■ Saved data entries:
_ _ _ _ _
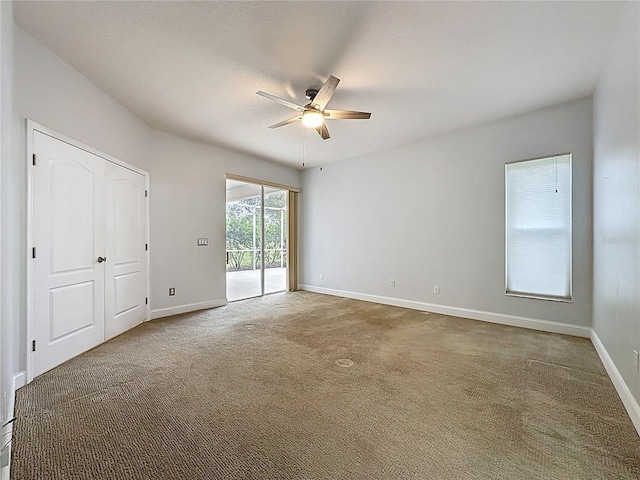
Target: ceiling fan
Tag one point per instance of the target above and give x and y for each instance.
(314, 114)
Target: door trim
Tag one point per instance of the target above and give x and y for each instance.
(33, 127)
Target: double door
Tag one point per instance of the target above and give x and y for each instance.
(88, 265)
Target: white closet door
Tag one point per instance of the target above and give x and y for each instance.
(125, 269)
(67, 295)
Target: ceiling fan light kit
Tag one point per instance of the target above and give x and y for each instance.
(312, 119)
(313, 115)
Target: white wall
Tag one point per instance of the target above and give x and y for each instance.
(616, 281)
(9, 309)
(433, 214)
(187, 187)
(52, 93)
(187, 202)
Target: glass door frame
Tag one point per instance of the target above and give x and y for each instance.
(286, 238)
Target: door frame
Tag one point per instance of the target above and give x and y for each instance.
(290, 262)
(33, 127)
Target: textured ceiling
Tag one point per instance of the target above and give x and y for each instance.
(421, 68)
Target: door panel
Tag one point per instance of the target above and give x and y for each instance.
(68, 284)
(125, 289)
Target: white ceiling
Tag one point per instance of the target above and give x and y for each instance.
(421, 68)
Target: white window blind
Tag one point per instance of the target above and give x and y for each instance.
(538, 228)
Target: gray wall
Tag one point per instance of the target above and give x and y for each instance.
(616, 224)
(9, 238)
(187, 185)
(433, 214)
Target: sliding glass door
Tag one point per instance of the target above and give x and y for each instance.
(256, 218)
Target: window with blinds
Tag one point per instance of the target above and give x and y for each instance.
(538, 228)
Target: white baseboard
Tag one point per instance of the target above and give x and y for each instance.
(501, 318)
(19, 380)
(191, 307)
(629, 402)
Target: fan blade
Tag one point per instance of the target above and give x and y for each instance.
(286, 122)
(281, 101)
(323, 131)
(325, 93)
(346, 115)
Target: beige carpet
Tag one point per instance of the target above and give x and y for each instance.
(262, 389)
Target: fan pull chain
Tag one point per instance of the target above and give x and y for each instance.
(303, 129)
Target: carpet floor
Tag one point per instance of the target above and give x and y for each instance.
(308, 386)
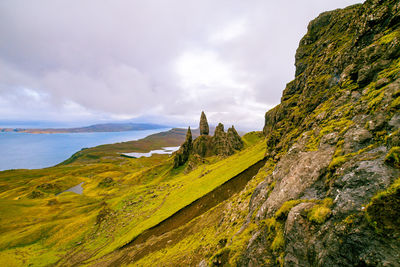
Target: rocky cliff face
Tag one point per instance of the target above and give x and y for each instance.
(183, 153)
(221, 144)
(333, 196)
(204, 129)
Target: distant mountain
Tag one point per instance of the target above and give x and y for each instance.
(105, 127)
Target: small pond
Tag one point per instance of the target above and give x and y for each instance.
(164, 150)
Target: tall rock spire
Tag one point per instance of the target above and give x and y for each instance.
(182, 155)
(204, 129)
_ _ _ _ _
■ What you will do: Number of lines with the string "frame" in the data above: report this figure and nothing more.

■ Result for this exercise: 2